Exercise aim:
Please print everything from the line containing "stabilizer and report the pixel coordinates." down to the end of the data, reproducing each line exactly.

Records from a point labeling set
****************************************
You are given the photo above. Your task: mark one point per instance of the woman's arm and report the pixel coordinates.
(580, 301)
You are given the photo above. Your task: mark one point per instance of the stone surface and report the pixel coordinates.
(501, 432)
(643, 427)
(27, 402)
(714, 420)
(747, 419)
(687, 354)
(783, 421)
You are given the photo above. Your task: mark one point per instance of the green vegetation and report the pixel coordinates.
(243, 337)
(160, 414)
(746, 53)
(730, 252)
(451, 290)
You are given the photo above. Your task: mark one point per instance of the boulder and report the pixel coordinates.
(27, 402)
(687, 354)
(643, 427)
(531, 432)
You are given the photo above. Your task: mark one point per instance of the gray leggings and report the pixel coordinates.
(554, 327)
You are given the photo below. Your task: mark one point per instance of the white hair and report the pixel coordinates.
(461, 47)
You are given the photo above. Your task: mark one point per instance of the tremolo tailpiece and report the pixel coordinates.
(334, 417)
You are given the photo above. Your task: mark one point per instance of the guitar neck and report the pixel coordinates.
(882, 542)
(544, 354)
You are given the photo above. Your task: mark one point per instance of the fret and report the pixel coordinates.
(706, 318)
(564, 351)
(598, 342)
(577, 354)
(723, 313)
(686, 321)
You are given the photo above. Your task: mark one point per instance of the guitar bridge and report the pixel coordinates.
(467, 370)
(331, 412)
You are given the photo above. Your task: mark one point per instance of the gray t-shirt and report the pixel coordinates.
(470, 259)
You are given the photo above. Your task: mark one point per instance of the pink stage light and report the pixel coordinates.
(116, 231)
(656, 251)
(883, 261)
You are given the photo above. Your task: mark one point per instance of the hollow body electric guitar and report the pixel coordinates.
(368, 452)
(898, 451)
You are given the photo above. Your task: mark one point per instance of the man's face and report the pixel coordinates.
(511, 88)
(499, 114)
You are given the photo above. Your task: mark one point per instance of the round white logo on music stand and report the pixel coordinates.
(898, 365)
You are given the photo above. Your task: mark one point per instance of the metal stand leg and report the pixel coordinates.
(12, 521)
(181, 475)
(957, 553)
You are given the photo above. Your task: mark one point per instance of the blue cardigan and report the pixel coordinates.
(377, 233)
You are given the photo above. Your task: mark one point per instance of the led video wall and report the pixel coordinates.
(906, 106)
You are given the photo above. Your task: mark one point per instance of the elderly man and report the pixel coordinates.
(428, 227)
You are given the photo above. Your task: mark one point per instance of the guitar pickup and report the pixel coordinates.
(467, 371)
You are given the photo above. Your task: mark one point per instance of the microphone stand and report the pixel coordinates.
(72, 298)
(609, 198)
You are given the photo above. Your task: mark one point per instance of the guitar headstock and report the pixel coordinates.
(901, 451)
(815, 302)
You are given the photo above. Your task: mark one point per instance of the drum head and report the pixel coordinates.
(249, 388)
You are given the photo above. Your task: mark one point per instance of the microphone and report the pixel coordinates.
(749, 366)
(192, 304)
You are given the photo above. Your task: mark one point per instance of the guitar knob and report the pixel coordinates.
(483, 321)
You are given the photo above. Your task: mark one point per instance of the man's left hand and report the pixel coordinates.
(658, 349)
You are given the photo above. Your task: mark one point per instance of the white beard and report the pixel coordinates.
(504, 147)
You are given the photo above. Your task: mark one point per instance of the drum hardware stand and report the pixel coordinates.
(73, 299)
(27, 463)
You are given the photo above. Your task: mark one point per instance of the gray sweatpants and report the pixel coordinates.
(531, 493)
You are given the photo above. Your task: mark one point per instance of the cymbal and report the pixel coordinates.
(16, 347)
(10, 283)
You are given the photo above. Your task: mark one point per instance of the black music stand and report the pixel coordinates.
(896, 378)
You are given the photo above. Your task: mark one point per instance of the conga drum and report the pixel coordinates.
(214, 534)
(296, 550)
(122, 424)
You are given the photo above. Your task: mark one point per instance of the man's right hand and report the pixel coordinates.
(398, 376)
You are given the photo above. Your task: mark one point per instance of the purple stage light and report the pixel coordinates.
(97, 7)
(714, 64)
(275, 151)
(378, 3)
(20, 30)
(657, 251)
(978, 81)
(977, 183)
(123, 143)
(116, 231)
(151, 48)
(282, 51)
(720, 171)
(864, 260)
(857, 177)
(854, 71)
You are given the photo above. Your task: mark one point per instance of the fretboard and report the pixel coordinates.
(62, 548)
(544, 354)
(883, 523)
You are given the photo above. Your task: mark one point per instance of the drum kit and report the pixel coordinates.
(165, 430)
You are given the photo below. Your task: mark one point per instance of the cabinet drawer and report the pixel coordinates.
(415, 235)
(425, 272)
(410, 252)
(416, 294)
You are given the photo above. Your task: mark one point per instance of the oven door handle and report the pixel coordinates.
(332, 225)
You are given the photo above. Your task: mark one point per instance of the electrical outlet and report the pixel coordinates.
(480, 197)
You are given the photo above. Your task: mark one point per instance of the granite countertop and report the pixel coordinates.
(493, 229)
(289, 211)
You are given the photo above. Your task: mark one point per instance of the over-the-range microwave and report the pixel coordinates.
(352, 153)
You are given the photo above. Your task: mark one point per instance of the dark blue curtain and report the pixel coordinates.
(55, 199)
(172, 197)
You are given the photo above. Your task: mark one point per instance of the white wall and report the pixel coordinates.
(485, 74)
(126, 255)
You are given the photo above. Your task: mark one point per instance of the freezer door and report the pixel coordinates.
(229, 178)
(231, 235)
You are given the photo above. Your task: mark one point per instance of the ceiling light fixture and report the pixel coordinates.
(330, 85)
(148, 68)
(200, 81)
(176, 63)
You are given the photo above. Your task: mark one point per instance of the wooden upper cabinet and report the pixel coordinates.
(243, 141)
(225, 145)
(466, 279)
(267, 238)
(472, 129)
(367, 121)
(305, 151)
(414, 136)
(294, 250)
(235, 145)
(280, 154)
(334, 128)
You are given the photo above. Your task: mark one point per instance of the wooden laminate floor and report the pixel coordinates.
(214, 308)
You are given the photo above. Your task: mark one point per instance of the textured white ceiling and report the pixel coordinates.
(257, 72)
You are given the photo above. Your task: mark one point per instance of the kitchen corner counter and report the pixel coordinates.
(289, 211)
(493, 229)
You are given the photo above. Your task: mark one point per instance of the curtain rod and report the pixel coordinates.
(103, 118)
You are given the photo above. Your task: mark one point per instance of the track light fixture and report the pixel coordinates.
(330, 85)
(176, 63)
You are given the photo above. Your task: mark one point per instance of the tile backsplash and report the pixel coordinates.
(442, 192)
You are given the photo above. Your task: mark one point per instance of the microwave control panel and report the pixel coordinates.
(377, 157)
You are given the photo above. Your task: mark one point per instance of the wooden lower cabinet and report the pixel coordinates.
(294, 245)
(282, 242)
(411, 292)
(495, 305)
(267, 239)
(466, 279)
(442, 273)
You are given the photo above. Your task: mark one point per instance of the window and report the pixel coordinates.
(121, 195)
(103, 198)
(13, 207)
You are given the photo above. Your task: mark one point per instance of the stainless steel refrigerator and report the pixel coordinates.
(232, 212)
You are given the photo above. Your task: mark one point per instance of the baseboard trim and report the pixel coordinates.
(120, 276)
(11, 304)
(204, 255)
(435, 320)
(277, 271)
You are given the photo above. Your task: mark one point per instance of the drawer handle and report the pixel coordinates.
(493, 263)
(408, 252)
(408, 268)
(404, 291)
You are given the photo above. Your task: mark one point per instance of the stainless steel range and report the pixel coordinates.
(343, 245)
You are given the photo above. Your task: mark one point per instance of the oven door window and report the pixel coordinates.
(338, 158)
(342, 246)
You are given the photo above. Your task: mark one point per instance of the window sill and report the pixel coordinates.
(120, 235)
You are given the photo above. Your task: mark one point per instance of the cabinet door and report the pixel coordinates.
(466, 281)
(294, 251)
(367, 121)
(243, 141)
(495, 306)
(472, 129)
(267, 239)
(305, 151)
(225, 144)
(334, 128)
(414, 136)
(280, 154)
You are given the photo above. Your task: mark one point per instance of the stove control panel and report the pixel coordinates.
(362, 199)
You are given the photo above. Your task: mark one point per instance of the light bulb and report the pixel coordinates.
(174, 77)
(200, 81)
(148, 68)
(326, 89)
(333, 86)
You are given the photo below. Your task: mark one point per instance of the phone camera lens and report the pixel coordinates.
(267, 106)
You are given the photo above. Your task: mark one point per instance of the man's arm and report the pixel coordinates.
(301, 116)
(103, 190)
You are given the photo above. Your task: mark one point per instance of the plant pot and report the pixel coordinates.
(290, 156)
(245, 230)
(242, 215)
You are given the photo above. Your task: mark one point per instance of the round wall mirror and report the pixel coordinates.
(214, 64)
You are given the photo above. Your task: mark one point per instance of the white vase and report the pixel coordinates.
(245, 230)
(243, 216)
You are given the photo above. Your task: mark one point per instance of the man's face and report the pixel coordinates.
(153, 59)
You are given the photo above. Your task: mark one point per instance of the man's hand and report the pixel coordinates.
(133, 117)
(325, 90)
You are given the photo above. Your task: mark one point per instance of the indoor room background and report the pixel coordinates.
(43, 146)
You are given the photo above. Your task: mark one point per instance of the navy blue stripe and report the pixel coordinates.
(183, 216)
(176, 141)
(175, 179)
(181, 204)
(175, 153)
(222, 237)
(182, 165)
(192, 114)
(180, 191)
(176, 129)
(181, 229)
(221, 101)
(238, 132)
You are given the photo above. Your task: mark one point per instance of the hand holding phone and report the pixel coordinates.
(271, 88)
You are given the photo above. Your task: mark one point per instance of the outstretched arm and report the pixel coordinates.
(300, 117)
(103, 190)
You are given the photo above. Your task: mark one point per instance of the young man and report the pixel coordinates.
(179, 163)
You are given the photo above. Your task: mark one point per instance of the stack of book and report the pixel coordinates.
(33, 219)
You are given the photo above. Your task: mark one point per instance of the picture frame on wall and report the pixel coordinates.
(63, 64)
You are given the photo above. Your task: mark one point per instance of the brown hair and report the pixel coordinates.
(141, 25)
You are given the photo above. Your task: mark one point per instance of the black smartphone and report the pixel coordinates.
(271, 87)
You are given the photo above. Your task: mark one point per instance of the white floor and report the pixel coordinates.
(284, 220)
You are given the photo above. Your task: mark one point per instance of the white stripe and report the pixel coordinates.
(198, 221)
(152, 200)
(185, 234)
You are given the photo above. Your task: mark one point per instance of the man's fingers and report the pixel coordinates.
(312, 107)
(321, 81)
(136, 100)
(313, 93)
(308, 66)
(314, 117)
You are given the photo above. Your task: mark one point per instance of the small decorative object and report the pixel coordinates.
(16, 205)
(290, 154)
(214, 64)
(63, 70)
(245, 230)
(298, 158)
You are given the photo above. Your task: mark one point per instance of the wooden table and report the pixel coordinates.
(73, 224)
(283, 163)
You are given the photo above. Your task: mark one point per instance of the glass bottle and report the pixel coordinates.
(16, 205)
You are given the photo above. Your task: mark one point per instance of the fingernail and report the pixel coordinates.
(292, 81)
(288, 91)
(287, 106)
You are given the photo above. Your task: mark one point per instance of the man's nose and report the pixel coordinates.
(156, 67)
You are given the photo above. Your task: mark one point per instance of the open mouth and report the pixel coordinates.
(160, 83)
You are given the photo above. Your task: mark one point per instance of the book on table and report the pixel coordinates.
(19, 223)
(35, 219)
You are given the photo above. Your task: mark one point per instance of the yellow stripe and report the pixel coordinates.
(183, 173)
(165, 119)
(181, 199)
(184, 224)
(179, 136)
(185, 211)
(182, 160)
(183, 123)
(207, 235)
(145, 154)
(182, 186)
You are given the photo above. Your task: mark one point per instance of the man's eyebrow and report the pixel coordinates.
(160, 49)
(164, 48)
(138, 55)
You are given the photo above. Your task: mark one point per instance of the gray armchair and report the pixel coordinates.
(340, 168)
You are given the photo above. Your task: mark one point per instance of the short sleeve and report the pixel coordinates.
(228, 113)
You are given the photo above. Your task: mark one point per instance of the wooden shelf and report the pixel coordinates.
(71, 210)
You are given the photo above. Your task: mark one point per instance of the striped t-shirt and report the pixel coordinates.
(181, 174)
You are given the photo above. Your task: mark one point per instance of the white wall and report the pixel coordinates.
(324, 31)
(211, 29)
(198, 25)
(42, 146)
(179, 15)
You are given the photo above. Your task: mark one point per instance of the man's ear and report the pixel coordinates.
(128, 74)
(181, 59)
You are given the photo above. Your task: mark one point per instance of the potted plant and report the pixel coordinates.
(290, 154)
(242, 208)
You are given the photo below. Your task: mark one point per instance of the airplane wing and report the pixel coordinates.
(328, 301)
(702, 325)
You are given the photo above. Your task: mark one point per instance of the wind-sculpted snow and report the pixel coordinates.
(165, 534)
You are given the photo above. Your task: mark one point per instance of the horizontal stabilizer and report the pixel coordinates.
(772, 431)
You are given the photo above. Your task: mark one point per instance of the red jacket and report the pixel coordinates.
****************************************
Right answer:
You are given the photo above. Your task: mark one point per instance of the horizontal stabilizer and report the pixel coordinates.
(772, 431)
You are given the photo above. Your task: mark one point per instance of the red jacket and report the pixel coordinates.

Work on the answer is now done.